Everything before the line containing "positive clicks: (609, 352)" is to be left out; repeat that line and all lines after it exactly, to the end of the data.

** SOURCE MATERIAL **
****************************************

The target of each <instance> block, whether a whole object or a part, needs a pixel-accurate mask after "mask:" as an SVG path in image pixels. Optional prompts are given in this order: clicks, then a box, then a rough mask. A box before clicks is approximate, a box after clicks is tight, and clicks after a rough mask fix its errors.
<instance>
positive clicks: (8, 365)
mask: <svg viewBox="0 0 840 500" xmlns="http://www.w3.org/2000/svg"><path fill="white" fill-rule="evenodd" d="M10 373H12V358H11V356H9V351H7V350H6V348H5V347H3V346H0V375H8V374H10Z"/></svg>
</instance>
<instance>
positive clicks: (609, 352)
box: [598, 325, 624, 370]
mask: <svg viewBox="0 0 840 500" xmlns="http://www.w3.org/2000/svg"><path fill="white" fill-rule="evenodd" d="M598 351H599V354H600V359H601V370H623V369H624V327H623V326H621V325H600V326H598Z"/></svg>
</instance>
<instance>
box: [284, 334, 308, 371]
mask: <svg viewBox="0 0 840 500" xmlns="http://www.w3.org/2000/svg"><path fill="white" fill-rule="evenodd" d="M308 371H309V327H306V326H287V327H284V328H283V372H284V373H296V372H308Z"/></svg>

****************************************

** RESULT **
positive clicks: (609, 352)
box: [598, 325, 624, 370]
mask: <svg viewBox="0 0 840 500" xmlns="http://www.w3.org/2000/svg"><path fill="white" fill-rule="evenodd" d="M598 351H599V354H600V359H601V370H623V369H624V327H623V326H621V325H600V326H598Z"/></svg>
</instance>
<instance>
box: [284, 334, 308, 371]
mask: <svg viewBox="0 0 840 500" xmlns="http://www.w3.org/2000/svg"><path fill="white" fill-rule="evenodd" d="M308 371H309V327H306V326H287V327H284V328H283V372H284V373H296V372H308Z"/></svg>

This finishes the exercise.